En cas de dégradation de la situation économique, est-ce que l'on peut envisager que le Gouvernement laisse filer les déficits ou est-ce que vous couperez dans la dépense publique ? D'autres pays européens disent : "Pourquoi ne pas laisser filer le déficit, il ne faut pas plomber nos économies, on peut laisser filer un peu le déficit".
- "Cela n'a jamais été dans l'esprit que Gouvernement d'imaginer utiliser le déficit budgétaire comme un levier de politique économique. Certainement pas ! Nous regrettons bien sûr que le Gouvernement précédent n'ait pas profité des cinq années de croissance pour réduire le déficit budgétaire, cela aurait été d'une plus grande sagesse. Nous héritons d'une situation, comme l'audit l'a montré, qui est bien difficile mais en même temps, nous prenons nos responsabilités. La baisse des prélèvements obligatoires est pour nous un objectif tout à fait majeur, vous le savez, c'est une priorité pour stimuler l'économie. Nous avons identifié des dépenses publiques prioritaires. Pour les autres secteurs, nous allons moderniser la manière dont l'Etat fonctionne. Dans des secteurs très importants de l'administration publique, nous pensons qu'il y a manière de faire une administration plus efficace et pas forcément plus coûteuse. Il est hors de question que cela se fasse en augmentant les déficits."
-----
◆ **Défi 1**
Pouvez-vous résumer l'extrait sur le déficit budgétaire en deux phrases ?
◆ **Défi 2**
Pourriez-vous prolonger l'extrait sur le déficit budgétaire à partir de sa dernière phrase ?
Les lignes qui suivent proviennent d'une autre source.

[Lignes d'un jeu de données sur l'emplacement des objets]
-----
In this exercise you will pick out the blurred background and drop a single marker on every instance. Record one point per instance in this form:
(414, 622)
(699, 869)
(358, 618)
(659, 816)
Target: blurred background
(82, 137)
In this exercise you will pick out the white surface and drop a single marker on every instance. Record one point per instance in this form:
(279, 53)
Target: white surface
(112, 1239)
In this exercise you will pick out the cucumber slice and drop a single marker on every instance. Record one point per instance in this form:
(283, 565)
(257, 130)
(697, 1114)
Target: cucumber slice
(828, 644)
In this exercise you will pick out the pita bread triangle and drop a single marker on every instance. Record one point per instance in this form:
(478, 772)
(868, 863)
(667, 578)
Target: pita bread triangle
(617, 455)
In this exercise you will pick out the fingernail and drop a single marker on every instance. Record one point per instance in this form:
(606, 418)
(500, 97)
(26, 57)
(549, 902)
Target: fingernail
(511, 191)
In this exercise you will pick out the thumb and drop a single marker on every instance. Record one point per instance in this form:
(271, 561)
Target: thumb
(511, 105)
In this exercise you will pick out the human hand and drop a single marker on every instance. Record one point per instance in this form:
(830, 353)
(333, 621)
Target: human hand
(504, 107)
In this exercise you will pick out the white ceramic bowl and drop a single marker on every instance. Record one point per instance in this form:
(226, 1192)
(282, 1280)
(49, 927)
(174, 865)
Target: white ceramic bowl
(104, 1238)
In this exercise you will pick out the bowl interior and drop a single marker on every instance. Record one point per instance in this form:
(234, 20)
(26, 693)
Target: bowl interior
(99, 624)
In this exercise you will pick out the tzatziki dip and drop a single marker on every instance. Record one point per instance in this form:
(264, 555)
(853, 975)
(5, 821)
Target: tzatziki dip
-----
◆ **Réponse rédigée 1**
À la question de savoir si le Gouvernement laisserait filer les déficits en cas de dégradation économique, la réponse exclut d'utiliser le déficit budgétaire comme levier de politique économique et regrette que le Gouvernement précédent n'ait pas profité de cinq années de croissance pour le réduire. La baisse des prélèvements obligatoires y est présentée comme une priorité, avec des dépenses publiques prioritaires identifiées et une modernisation du fonctionnement de l'État pour les autres secteurs, sans qu'il soit question d'augmenter les déficits.

◆ **Réponse rédigée 2**
Demain, le RPR disparaît pour se fondre dans l'UMP. Il était temps ?
- "C'est surtout une étape historique extraordinaire pour notre pays et pour son histoire politique. Pour la première fois, nous allons résoudre ce qui a probablement été la source première de notre faiblesse durant ces dernières années, c'est la dispersion de la droite et du centre en France. L'idée de constituer ce grand mouvement politique, qui n'est pas une addition de différentes tendances, c'est beaucoup plus que cela et je le vois à travers la dynamique que constitue la nouvelle génération qui arrive en politique. Ce qui va se passer avec la fondation de l'UMP dans les prochaines semaines est un événement tout à fait majeur et une force politique que les Français attendent."
(source : Premier ministre, Service d'information du Gouvernement, le 20 septembre 2002)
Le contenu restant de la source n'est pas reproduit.